• [EXERCISE MATERIAL]:
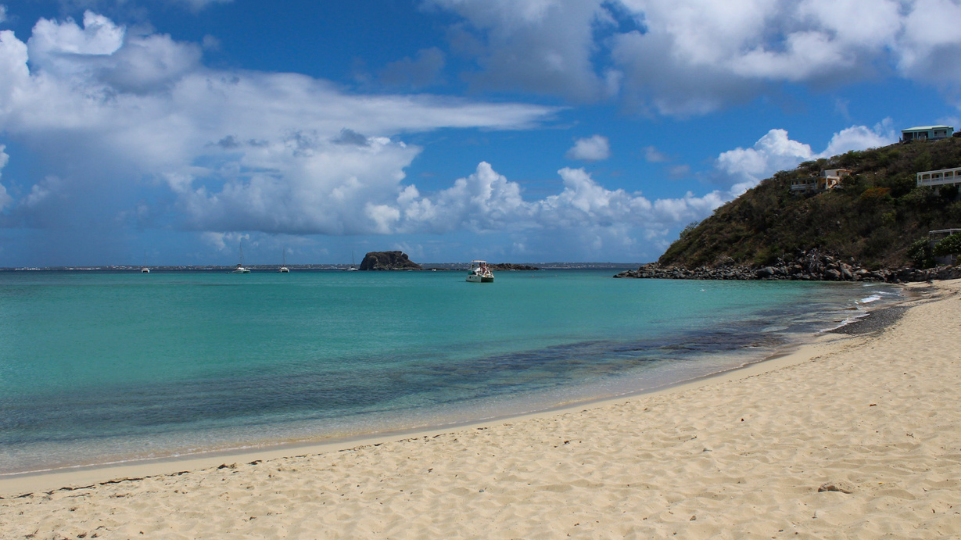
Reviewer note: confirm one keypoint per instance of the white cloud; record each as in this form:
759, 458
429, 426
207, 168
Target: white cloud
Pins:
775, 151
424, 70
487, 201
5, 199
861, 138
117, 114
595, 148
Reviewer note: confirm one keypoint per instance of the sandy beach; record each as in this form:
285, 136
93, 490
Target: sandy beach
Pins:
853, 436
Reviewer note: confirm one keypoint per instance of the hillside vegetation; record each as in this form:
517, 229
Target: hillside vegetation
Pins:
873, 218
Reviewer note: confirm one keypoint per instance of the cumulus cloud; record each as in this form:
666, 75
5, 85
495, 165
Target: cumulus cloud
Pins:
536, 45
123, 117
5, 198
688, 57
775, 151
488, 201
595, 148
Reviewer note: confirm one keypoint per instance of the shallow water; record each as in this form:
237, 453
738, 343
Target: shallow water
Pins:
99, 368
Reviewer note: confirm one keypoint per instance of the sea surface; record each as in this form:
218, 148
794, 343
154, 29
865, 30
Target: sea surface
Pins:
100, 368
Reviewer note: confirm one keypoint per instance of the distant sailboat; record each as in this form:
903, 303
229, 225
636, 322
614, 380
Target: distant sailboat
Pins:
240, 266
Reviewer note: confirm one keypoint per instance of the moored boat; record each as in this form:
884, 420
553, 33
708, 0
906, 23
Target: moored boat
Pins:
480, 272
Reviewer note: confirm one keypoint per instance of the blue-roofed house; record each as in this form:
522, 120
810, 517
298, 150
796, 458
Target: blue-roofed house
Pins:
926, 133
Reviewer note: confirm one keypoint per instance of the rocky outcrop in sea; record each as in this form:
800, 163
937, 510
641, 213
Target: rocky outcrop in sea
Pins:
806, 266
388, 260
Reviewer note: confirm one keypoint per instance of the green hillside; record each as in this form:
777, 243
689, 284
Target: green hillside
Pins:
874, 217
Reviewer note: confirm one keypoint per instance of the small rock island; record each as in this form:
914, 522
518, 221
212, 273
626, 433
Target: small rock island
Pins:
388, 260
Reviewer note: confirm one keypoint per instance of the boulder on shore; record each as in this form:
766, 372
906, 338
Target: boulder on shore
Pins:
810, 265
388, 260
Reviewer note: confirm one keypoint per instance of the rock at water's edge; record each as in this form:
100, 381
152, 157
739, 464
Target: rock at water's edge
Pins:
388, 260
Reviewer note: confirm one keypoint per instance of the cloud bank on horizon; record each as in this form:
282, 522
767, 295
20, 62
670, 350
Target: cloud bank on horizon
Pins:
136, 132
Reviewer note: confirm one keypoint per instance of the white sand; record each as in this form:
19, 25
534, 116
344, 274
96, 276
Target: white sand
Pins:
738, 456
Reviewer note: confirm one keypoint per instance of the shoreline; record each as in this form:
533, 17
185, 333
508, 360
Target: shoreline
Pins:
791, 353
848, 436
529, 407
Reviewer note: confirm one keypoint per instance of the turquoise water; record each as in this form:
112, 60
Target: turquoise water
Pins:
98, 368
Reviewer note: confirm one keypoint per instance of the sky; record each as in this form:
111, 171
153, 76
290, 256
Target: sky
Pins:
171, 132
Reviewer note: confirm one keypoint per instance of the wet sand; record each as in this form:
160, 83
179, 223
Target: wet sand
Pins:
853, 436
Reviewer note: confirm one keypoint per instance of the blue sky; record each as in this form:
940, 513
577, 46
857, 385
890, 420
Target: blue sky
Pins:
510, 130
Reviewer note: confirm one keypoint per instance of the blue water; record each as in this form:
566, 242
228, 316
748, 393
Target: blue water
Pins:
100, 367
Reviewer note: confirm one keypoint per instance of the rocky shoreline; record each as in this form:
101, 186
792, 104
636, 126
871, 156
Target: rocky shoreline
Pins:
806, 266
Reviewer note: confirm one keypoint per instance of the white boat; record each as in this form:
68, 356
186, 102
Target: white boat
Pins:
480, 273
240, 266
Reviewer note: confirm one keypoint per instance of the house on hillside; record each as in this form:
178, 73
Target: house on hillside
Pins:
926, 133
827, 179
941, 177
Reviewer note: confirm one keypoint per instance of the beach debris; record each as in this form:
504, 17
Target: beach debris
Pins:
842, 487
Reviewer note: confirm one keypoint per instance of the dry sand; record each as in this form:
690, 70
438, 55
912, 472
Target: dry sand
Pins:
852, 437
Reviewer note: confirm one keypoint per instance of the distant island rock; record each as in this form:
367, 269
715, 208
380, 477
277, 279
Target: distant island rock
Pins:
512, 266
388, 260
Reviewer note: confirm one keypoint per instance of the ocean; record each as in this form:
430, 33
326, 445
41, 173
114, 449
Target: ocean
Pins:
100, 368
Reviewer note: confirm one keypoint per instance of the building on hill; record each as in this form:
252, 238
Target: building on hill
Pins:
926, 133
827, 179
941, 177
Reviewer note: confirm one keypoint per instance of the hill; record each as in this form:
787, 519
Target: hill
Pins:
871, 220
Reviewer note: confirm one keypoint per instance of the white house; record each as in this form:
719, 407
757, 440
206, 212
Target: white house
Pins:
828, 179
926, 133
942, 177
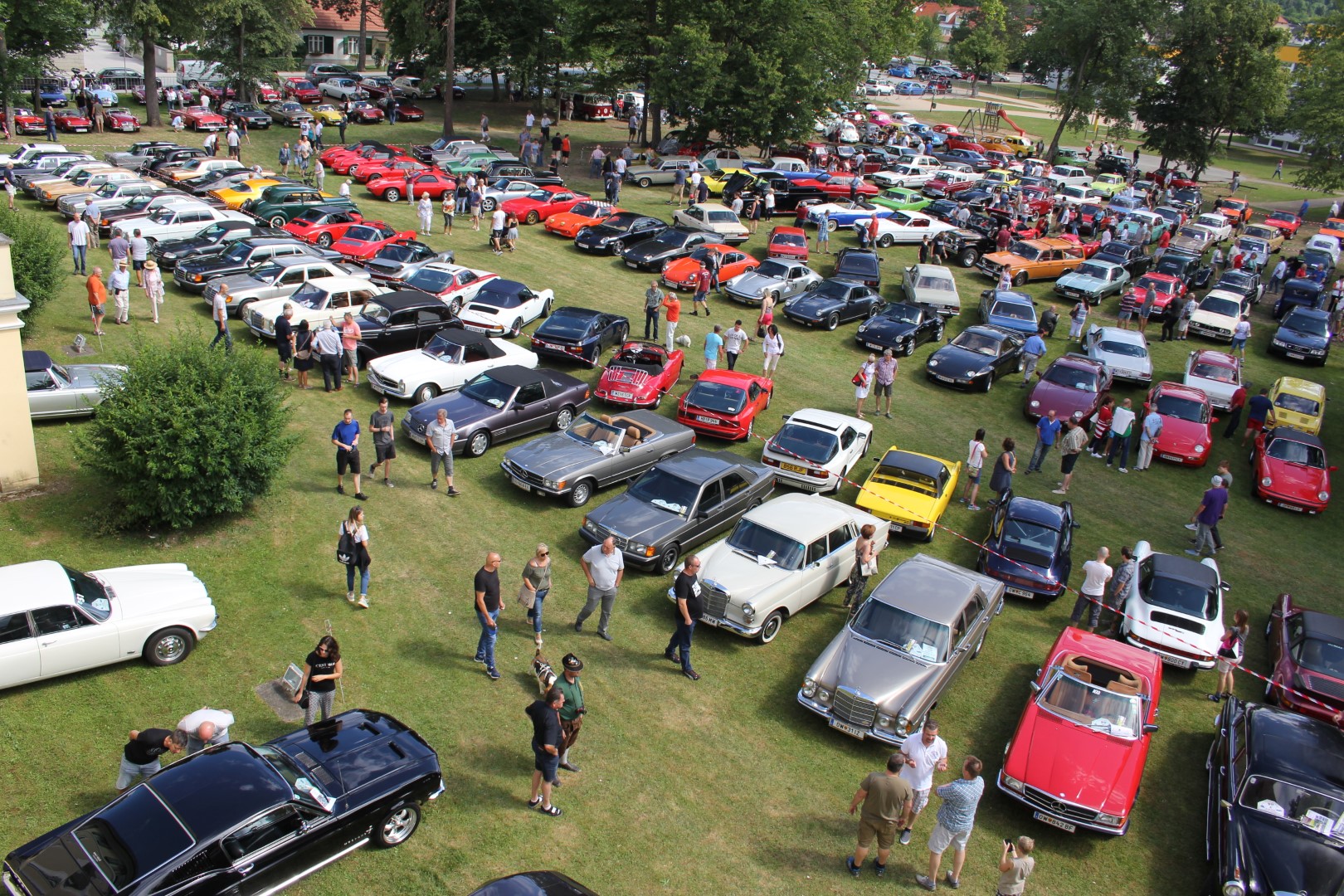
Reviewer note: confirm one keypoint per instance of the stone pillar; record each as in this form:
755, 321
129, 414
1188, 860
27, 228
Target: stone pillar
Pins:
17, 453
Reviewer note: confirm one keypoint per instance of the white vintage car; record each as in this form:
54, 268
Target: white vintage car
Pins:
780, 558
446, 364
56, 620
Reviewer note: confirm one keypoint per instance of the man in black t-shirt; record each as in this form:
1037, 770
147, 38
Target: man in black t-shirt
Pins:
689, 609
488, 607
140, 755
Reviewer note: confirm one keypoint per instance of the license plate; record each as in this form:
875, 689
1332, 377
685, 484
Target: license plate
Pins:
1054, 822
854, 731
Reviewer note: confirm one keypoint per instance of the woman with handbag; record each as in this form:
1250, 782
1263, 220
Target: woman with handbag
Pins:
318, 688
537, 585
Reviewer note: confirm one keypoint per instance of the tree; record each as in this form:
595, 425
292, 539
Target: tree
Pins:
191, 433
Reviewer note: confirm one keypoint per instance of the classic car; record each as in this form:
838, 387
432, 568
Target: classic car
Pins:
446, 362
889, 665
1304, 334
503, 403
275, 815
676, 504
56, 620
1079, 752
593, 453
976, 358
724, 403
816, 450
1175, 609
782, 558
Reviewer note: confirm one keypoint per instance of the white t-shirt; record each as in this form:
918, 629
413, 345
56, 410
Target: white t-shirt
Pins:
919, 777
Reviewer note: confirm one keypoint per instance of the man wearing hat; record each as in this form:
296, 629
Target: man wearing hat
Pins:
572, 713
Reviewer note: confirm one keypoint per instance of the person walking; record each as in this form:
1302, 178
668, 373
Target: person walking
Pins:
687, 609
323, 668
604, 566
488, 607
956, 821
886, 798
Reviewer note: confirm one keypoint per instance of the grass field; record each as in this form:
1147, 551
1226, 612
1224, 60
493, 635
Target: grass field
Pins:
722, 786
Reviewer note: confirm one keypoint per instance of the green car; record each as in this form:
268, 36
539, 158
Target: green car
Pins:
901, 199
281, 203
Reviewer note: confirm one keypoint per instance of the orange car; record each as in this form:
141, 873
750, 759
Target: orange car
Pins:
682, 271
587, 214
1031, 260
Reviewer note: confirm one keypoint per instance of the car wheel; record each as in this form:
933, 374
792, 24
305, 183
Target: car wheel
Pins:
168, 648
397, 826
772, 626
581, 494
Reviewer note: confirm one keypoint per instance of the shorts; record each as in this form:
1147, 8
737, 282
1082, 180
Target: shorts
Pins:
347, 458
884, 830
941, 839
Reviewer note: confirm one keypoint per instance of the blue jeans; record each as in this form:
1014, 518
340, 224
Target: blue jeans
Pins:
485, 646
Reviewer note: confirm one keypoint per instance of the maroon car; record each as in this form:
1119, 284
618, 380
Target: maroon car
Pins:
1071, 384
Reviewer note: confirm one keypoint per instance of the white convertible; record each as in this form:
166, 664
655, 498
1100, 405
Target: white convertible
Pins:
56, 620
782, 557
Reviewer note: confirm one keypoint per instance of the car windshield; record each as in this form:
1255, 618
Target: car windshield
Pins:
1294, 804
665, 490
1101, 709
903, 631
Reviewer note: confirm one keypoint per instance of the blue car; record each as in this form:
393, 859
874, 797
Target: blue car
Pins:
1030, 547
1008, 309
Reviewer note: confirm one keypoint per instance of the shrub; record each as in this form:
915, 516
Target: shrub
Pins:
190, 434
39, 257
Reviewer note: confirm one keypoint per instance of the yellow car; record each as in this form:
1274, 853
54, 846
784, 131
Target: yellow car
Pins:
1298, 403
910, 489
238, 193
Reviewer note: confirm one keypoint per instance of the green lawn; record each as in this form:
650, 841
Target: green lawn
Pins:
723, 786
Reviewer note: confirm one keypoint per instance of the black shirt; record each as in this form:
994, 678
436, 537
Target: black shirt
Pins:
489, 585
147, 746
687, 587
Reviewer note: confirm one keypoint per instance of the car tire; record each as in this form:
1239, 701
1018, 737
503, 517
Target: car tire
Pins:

• [WHAT TO WORK ON]:
Return, word for word, the lines of the data above that begin at the line containing "Reviewer note: confirm one keypoint per instance of the black" and continue through the final line of the data.

• [RESULT OF THIS TASK]:
Reviewer note: confirm one keypoint per instance of the black shirt; record each as in this form:
994, 678
436, 537
Target: black shirt
Pins:
489, 585
147, 746
687, 587
Reviewer note: confirm one keypoint per instance of the car tire; record each as in this form:
1239, 701
1018, 737
503, 517
Target: car tire
Pins:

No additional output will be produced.